» **Document passage**
Segment Open

The creative work, The Art of Falling, is a speculative biography of the life of Loretta La Pearl – America’s first woman clown – merged with essays exploring my search for Loretta’s story fifty years after her death. I place these two narratives side by side, my life and Loretta’s, forging connection between two women living in different times and vastly different places.

While being interviewed by Earl Chapin May in 1927, Loretta talks of learning to fall. It is the first thing a clown must do, and so the book centres on Loretta’s resilience when confronted with not only the physical, literal act of falling but falling as a metaphor for falling into a difficult professional world where she must not only perform but also conceal her identity.

In Loretta’s biographical story (spanning 1915 to the 1960s), she endures much throughout her long performing life: learning the man she loves is already married; spending years performing with him – waiting for him – while he obtains a divorce; and eventually witnessing his death to cancer. Throughout Loretta’s life, she both endures and thrives – always gentle, contemplative, and in love with the circus.

In my own narrative, I find Loretta in a drawer at the Oregon Historical Society in 2016. As well as writing my physical journey to search for Loretta in America, in a series of essays, I think through what it is to be her. I explore embodiment and the performing body, how women who push beyond society’s boundaries are deemed ‘monstrous’ and what happens to those who are deemed the ‘first’.

Segment Closed

» **Data to examine**
Segment Open

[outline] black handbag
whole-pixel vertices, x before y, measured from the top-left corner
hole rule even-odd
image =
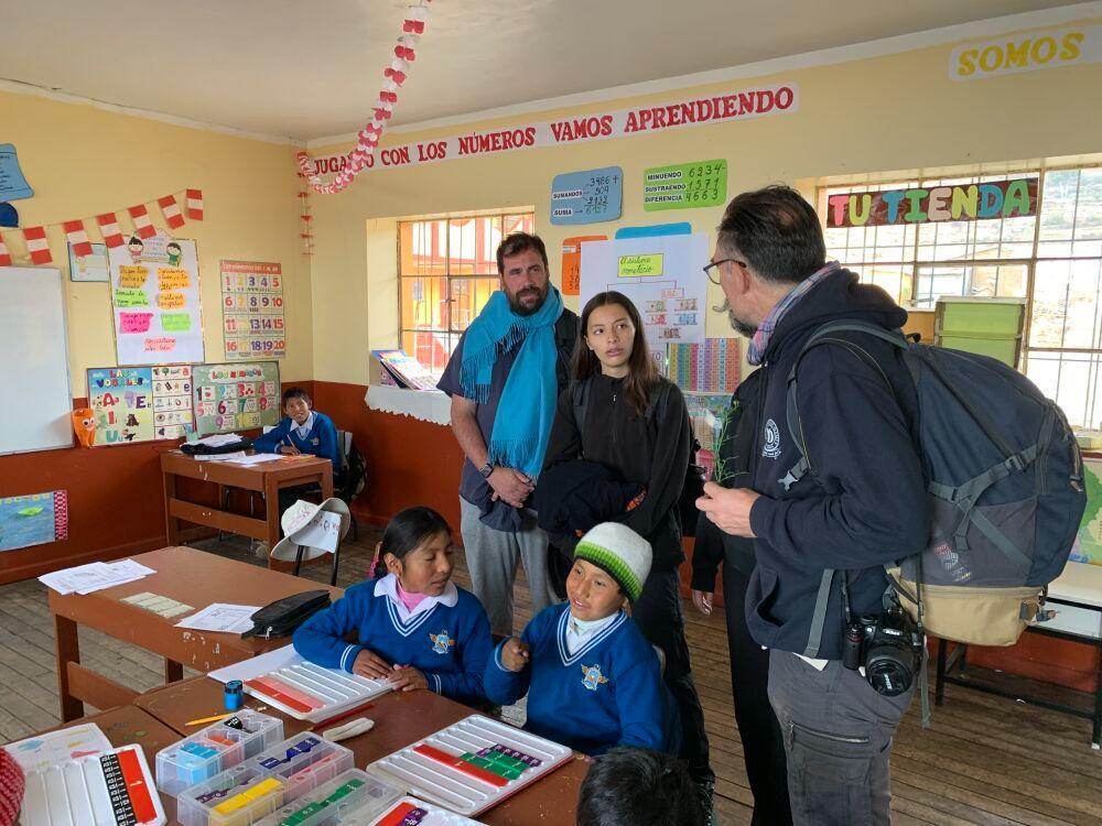
[[[288,637],[313,615],[328,607],[327,590],[306,590],[277,599],[249,618],[252,620],[252,628],[242,633],[241,639]]]

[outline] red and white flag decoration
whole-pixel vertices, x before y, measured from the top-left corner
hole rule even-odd
[[[145,209],[143,204],[138,206],[132,206],[128,210],[130,217],[134,221],[134,231],[138,233],[139,238],[152,238],[156,235],[156,230],[153,228],[153,221],[149,219],[149,210]]]
[[[88,233],[84,230],[84,221],[65,221],[65,236],[73,244],[73,254],[78,258],[91,254],[91,244],[88,242]]]
[[[203,191],[188,189],[184,195],[187,198],[187,217],[193,221],[203,220]]]
[[[161,207],[161,214],[164,216],[164,222],[169,225],[169,229],[180,229],[184,226],[184,216],[180,214],[174,195],[158,198],[156,205]]]
[[[100,235],[104,236],[104,243],[106,243],[110,249],[121,247],[126,243],[126,239],[119,231],[119,219],[115,217],[115,213],[97,215],[96,222],[99,225]]]
[[[417,59],[414,46],[424,33],[424,21],[429,18],[429,7],[432,0],[424,0],[419,6],[409,7],[409,13],[402,21],[401,35],[398,37],[398,45],[395,46],[395,58],[390,62],[382,76],[386,78],[382,88],[379,90],[379,99],[374,107],[371,122],[364,127],[357,135],[356,149],[345,157],[347,165],[344,165],[337,176],[329,183],[323,183],[321,175],[314,169],[310,155],[300,152],[296,155],[299,171],[306,176],[310,187],[314,192],[324,195],[332,195],[346,188],[360,172],[367,169],[369,160],[375,156],[375,150],[379,145],[379,137],[386,127],[391,115],[393,115],[395,104],[398,102],[398,89],[406,83],[410,64]]]
[[[50,254],[45,227],[28,227],[23,230],[23,238],[26,239],[26,251],[31,253],[32,264],[48,264],[54,260]]]

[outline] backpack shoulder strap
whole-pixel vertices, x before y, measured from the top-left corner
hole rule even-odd
[[[570,396],[574,404],[574,426],[581,433],[585,428],[585,409],[590,404],[590,384],[593,377],[570,383]]]
[[[873,356],[861,345],[844,338],[835,337],[833,335],[835,333],[867,333],[876,338],[887,341],[888,344],[899,347],[904,351],[908,350],[910,347],[907,344],[907,338],[903,335],[903,332],[889,332],[883,327],[877,327],[875,324],[867,324],[865,322],[829,322],[808,337],[808,340],[803,343],[803,347],[800,348],[800,352],[797,355],[796,361],[792,362],[792,369],[788,371],[786,417],[788,420],[788,432],[792,436],[792,442],[796,443],[796,448],[800,452],[800,459],[788,469],[788,472],[785,474],[782,478],[778,479],[786,491],[802,479],[811,469],[811,460],[808,457],[807,439],[803,436],[803,424],[800,421],[800,412],[797,406],[797,392],[799,390],[797,373],[803,361],[803,357],[809,350],[828,344],[844,347],[860,360],[873,366],[883,377],[888,390],[892,391],[892,382],[888,381],[887,373],[885,373],[884,369],[876,362],[876,359],[873,358]],[[895,395],[894,392],[893,395]]]

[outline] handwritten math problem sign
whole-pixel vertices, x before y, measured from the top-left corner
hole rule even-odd
[[[120,365],[203,360],[195,242],[158,233],[108,250]]]

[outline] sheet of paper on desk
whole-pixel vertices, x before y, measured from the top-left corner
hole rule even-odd
[[[260,606],[212,602],[197,613],[180,620],[176,623],[176,628],[193,628],[196,631],[224,631],[226,633],[240,634],[252,628],[250,617],[259,610]]]
[[[260,656],[255,656],[251,660],[242,660],[239,663],[227,665],[225,669],[212,671],[207,676],[212,680],[217,680],[219,683],[228,683],[230,680],[245,682],[246,680],[252,680],[253,677],[259,677],[263,674],[303,662],[305,660],[295,653],[294,645],[284,645],[281,649],[269,651],[267,654],[260,654]]]
[[[236,461],[238,459],[247,458],[245,450],[235,450],[234,453],[216,453],[213,455],[201,455],[192,457],[196,461]]]
[[[110,751],[108,742],[99,726],[86,722],[61,731],[48,731],[44,735],[29,737],[19,742],[3,747],[15,758],[24,772],[44,769],[65,760],[76,760],[102,751]]]

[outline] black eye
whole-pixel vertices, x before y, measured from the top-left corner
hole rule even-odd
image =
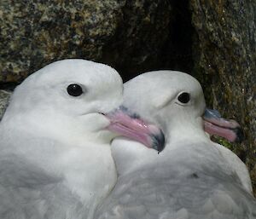
[[[83,89],[80,85],[76,84],[69,84],[67,88],[68,95],[73,96],[79,96],[83,94]]]
[[[183,92],[178,95],[177,100],[182,103],[188,103],[190,101],[190,95],[189,93]]]

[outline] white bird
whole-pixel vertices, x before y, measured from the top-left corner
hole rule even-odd
[[[255,199],[205,133],[195,78],[170,71],[139,75],[125,84],[125,105],[161,127],[166,147],[157,154],[125,138],[113,141],[118,181],[96,219],[256,218]]]
[[[112,139],[160,146],[156,127],[116,110],[122,101],[118,72],[84,60],[54,62],[18,86],[0,123],[0,218],[92,218],[116,182]]]

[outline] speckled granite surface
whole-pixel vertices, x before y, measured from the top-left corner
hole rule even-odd
[[[195,74],[214,107],[243,127],[245,141],[233,149],[247,163],[256,193],[256,2],[192,0],[191,9]]]
[[[255,1],[1,0],[0,89],[64,58],[108,64],[125,80],[192,72],[208,103],[245,130],[233,150],[256,191],[255,14]]]
[[[21,80],[54,60],[97,60],[120,19],[117,1],[0,2],[0,81]]]
[[[65,58],[130,72],[160,66],[171,19],[167,0],[2,0],[0,82]]]

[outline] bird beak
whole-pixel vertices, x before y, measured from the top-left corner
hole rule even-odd
[[[230,142],[241,142],[244,135],[235,120],[223,118],[217,110],[207,108],[203,115],[205,131],[210,135],[224,137]]]
[[[127,108],[120,107],[105,116],[110,121],[108,130],[137,141],[158,152],[164,149],[165,136],[161,130],[144,122],[138,114],[132,113]]]

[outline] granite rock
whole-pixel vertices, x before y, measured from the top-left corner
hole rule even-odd
[[[256,2],[191,0],[190,8],[194,73],[208,102],[243,127],[245,141],[233,150],[249,168],[256,192]]]
[[[10,91],[0,89],[0,120],[3,118],[11,94]]]
[[[160,66],[171,12],[168,0],[0,1],[0,83],[67,58],[125,72]]]

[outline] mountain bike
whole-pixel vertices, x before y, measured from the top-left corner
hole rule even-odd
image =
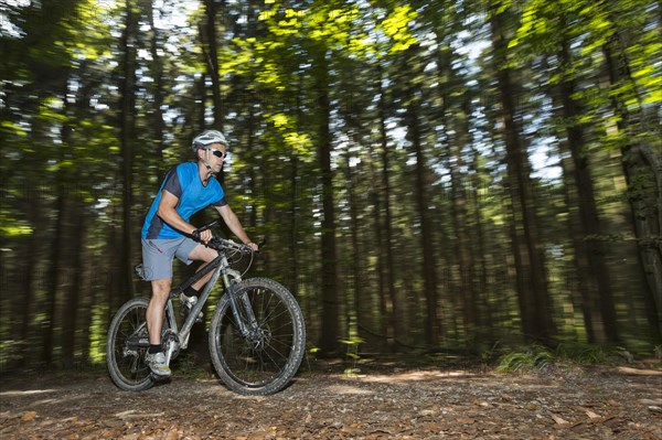
[[[191,237],[200,242],[200,234],[215,223],[196,229]],[[242,279],[243,273],[231,267],[244,258],[249,258],[250,267],[255,256],[249,246],[216,237],[206,246],[217,250],[218,256],[171,289],[166,303],[161,331],[166,358],[170,364],[188,347],[191,329],[221,279],[224,294],[209,324],[209,351],[216,374],[238,394],[265,396],[278,393],[290,383],[303,358],[306,326],[301,309],[282,285],[268,278]],[[173,299],[210,272],[213,275],[201,289],[197,303],[179,328]],[[149,348],[145,318],[148,304],[147,298],[127,301],[118,309],[108,329],[108,373],[115,385],[125,390],[141,391],[158,382],[145,362]]]

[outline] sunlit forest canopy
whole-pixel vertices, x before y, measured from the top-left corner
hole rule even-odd
[[[103,362],[210,128],[311,352],[652,353],[661,34],[652,0],[3,1],[0,368]]]

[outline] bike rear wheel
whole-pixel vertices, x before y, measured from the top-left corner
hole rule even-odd
[[[235,316],[231,296],[237,304]],[[250,310],[246,310],[249,307]],[[247,322],[249,316],[255,322]],[[242,334],[237,319],[248,334]],[[221,380],[244,395],[270,395],[286,387],[303,358],[306,325],[295,297],[266,278],[243,280],[221,298],[210,324],[210,354]]]
[[[151,371],[145,363],[149,336],[145,312],[149,300],[135,298],[119,308],[108,328],[106,365],[110,378],[127,391],[141,391],[153,386]],[[164,320],[164,325],[167,322]]]

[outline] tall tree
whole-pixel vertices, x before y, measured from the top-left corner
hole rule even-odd
[[[535,212],[535,185],[531,181],[531,165],[522,129],[517,124],[515,105],[516,73],[510,67],[508,53],[509,28],[513,15],[508,3],[494,0],[490,4],[493,64],[500,108],[501,137],[505,144],[508,191],[512,215],[512,249],[515,259],[516,286],[520,301],[522,331],[528,340],[549,343],[555,335],[552,304],[547,290],[544,249]]]

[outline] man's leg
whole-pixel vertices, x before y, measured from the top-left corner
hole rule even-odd
[[[200,270],[217,256],[218,253],[216,250],[203,245],[197,245],[193,248],[193,250],[191,250],[191,254],[189,254],[189,259],[194,261],[203,261],[202,265],[200,265],[200,267],[197,268],[197,270]],[[210,280],[210,278],[212,278],[212,272],[209,272],[207,275],[202,277],[196,283],[192,285],[191,287],[195,289],[195,291],[199,291]]]
[[[153,280],[151,285],[152,296],[146,312],[150,344],[147,361],[152,373],[159,376],[170,376],[170,368],[166,365],[166,356],[161,346],[161,329],[163,326],[163,310],[170,293],[172,278]]]
[[[166,302],[168,301],[168,294],[170,293],[170,286],[172,285],[172,278],[164,278],[162,280],[153,280],[152,285],[152,297],[147,307],[147,331],[149,332],[149,343],[151,345],[161,344],[161,328],[163,325],[163,311],[166,310]]]

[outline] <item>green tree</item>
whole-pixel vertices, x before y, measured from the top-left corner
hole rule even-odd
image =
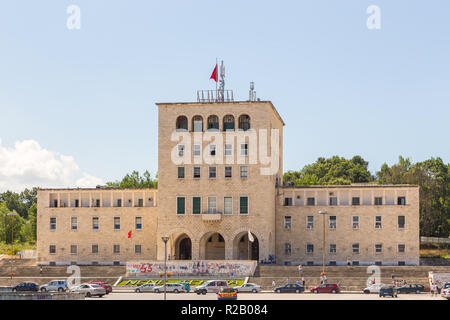
[[[369,163],[361,156],[345,159],[339,156],[318,158],[300,171],[288,171],[283,176],[285,183],[294,185],[345,185],[374,181],[368,170]]]

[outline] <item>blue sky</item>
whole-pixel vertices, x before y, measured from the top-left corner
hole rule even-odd
[[[66,27],[73,4],[80,30]],[[369,5],[380,30],[366,27]],[[4,1],[0,148],[33,140],[103,181],[154,173],[155,102],[214,88],[218,57],[235,99],[254,81],[286,122],[285,170],[335,154],[373,172],[399,155],[448,162],[449,12],[444,0]],[[35,176],[4,173],[4,188]]]

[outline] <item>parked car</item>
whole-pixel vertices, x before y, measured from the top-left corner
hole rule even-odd
[[[154,287],[153,292],[155,293],[164,292],[164,286]],[[180,293],[186,292],[186,289],[184,288],[184,284],[182,283],[167,283],[166,292]]]
[[[425,287],[421,284],[407,284],[405,286],[397,288],[397,293],[421,293],[425,290]]]
[[[339,293],[341,289],[336,283],[324,283],[318,287],[312,288],[312,293]]]
[[[380,283],[371,284],[367,288],[364,288],[363,292],[364,293],[380,293],[380,289],[382,286],[383,286],[383,284],[380,284]]]
[[[261,291],[261,287],[254,283],[245,283],[240,286],[234,287],[237,292],[253,292],[257,293]]]
[[[397,288],[392,286],[392,284],[385,284],[380,289],[380,297],[391,296],[392,298],[397,297]]]
[[[41,292],[47,292],[47,291],[58,291],[58,292],[64,292],[67,291],[67,282],[66,280],[52,280],[47,284],[43,284],[39,287],[39,290]]]
[[[106,294],[105,288],[94,283],[82,283],[70,288],[70,292],[84,293],[88,298],[93,296],[103,297]]]
[[[134,290],[137,293],[140,292],[153,292],[153,289],[155,288],[155,284],[154,283],[146,283],[143,284],[142,286],[139,286],[136,288],[136,290]]]
[[[206,294],[207,292],[219,292],[222,288],[228,287],[226,280],[209,280],[202,285],[195,287],[194,292],[196,294]]]
[[[444,286],[441,289],[441,297],[450,300],[450,282],[444,283]]]
[[[305,288],[298,284],[292,283],[285,286],[276,287],[274,291],[276,293],[300,293],[305,291]]]
[[[105,288],[106,294],[109,294],[110,292],[112,292],[112,286],[107,284],[106,282],[91,281],[89,283],[98,284],[100,287]]]
[[[31,291],[37,292],[39,290],[39,286],[35,282],[22,282],[17,286],[12,287],[13,292],[22,292],[22,291]]]
[[[218,300],[237,300],[237,291],[235,288],[225,287],[217,293]]]

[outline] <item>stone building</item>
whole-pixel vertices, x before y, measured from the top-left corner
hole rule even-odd
[[[283,186],[270,101],[157,106],[158,190],[39,190],[39,263],[419,264],[417,186]]]

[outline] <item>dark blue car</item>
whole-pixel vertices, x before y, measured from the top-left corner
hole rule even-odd
[[[13,292],[32,291],[37,292],[39,285],[35,282],[22,282],[12,288]]]
[[[287,284],[282,287],[276,287],[274,289],[276,293],[300,293],[305,291],[305,288],[298,284]]]

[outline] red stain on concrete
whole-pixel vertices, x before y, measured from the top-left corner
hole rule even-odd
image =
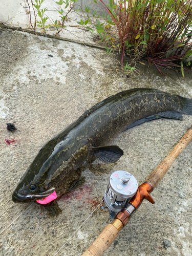
[[[10,140],[8,140],[8,139],[5,139],[5,140],[7,145],[10,145],[11,143],[16,142],[16,140],[14,139],[11,139]]]

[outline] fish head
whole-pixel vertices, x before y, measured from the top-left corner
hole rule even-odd
[[[55,191],[54,187],[45,186],[42,177],[35,175],[32,180],[30,175],[24,176],[12,195],[14,203],[28,203],[45,198]]]
[[[87,146],[82,147],[79,142],[80,150],[77,149],[72,141],[73,149],[67,139],[56,145],[52,144],[51,141],[39,151],[24,174],[12,194],[13,202],[29,202],[49,196],[55,190],[56,179],[58,182],[63,181],[61,179],[62,174],[64,179],[76,169],[76,165],[80,165],[84,162],[83,155],[86,157],[88,154]],[[48,146],[50,144],[52,147]]]

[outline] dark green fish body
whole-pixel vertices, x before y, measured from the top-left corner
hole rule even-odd
[[[140,88],[96,104],[42,147],[14,191],[13,200],[29,202],[46,197],[54,189],[57,192],[66,177],[96,157],[116,162],[122,151],[106,145],[135,122],[170,111],[192,115],[192,100]]]

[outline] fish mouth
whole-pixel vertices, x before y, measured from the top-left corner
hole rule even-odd
[[[48,197],[51,195],[55,190],[55,188],[53,187],[48,190],[38,193],[37,195],[22,195],[14,191],[12,195],[12,199],[15,203],[27,203],[31,202],[32,201],[42,199],[42,198]]]

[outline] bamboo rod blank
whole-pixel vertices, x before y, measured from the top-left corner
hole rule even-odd
[[[122,228],[122,222],[115,219],[107,225],[98,238],[82,256],[101,256],[105,251]]]
[[[145,182],[151,184],[154,189],[158,185],[173,163],[192,140],[192,126],[177,144],[174,149],[159,165],[152,173]],[[82,256],[101,256],[111,245],[122,228],[123,224],[115,219],[108,224],[93,243]]]
[[[192,126],[177,144],[176,146],[170,153],[151,174],[145,182],[149,183],[152,185],[153,189],[155,188],[172,166],[177,157],[185,148],[191,140]]]

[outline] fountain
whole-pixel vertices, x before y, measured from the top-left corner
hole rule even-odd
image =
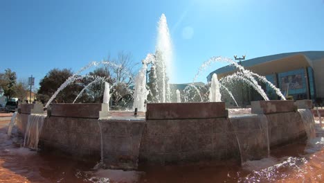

Segment Closed

» **Work task 1**
In the passage about The Art of Falling, who interviewed Loretta in 1927?
» **Work task 2**
List each of the hardships Loretta endures during her performing life, according to the passage about The Art of Falling.
» **Work task 3**
Pick up the passage about The Art of Falling after its final sentence and carry it forward.
The lines after the passage about The Art of Falling are separate material.

» **Reply 1**
Earl Chapin May.

» **Reply 2**
- Learning the man she loves is already married
- Spending years performing with him and waiting for him while he obtains a divorce
- Witnessing his death to cancer

» **Reply 3**
The exegesis explores three key elements that arose when writing the speculative biography. In the first chapter, I look at hybrid approaches to contemporary Australian biography and encounter The Convict’s Daughter by Kiera Lindsey, The Book of Dirt by Bram Presser and Tracker by Alexis Wright. The second chapter questions the ethical implications of writing biographical history. Particularly, how they change when, due to archival gaps, the biographer speculates. In the third chapter, I discuss my practice-led approach to writing speculative biography, and how the integration of essays alongside speculative biography can indirectly signal to the reader where and to what extent a biographer is speculating. Through this hybrid approach, the contract of non-fiction can be upheld with the reader while the creative work maintains a narrative voice. In the final chapter, I reflect on writing speculative biography during the pandemic, exploring the impact of global events on archives.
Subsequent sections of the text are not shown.